▶ [Text des Dokuments]:
+ + + + +
# Unterscheidungskriterien sinkender / schwimmender Wobbler



## curtis911 (25. April 2010)

Hallo zusammen,

gibt es eigentlich sichtbare Unterscheidungsmerkmale zwischen sinkenden und schwimmenden Wobblern?

Woran kann man, sofern es nicht eingraviert ist, die Tauchtiefe erkennen?

Vielen Dank für Eure Unterstützung!


----------



## fantazia (25. April 2010)

*AW: Unterscheidungskriterien sinkender / schwimmender Wobbler*

Moin,

also vom aussehen zu unterscheiden ob er sinkt oder schwimmt ist unmöglich.Man kann an der Tauchschaufel aber schon erkennen ob er flach oder tief laufen wird.


----------



## curtis911 (25. April 2010)

*AW: Unterscheidungskriterien sinkender / schwimmender Wobbler*

Ok, vielen Dank, dass habe ich schon befürchtet.

Dann bleibt wohl nur der Badewannentest ;-)

Ich habe noch eine Frage zu sinkenden Wobblern. 

Und zwar, wenn die Wassertiefe sagen wir mal 4 Meter ist, benötige ich dann einen sinkenden Wobbler, der auf vier Meter austariert ist?


----------



## fantazia (25. April 2010)

*AW: Unterscheidungskriterien sinkender / schwimmender Wobbler*

Am Gewicht merkt man es meist auch(nicht immer) aber du hast ja vom sehen geredet|supergri.


----------



## Zepfi (25. April 2010)
+ + + + +
▶ [Bereitgestelltes Material]:

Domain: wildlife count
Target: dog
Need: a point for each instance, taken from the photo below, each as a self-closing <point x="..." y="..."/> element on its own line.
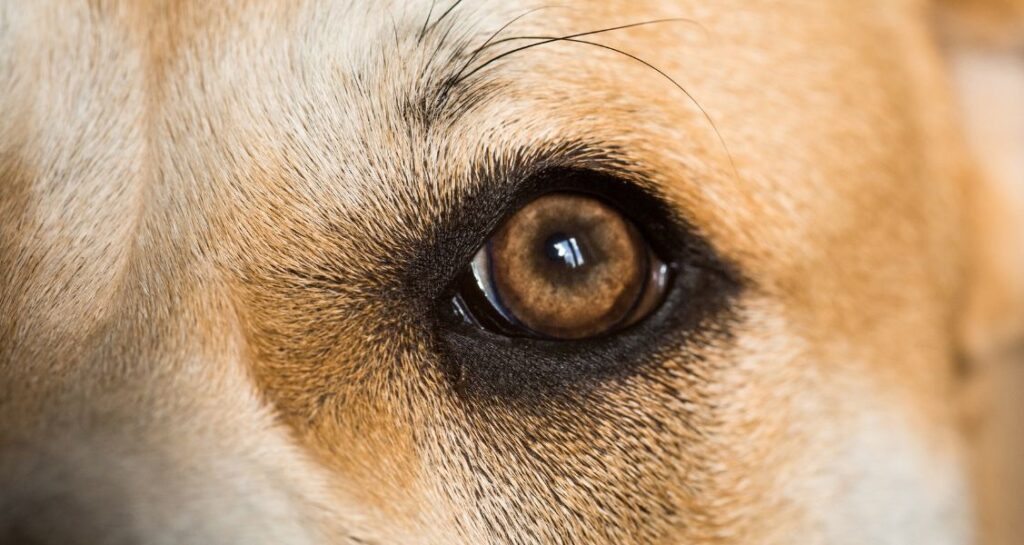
<point x="427" y="271"/>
+ + + + +
▶ [Arbeitsauftrag]:
Entnehmen Sie dem Forumsthread über sinkende und schwimmende Wobbler wortgetreu die Passage, die bei „# Unterscheidungskriterien sinkender“ beginnt und mit „und schwimmenden Wobblern?“ endet.

▶ [Schriftliche Antwort]:
# Unterscheidungskriterien sinkender / schwimmender Wobbler



## curtis911 (25. April 2010)

Hallo zusammen,

gibt es eigentlich sichtbare Unterscheidungsmerkmale zwischen sinkenden und schwimmenden Wobblern?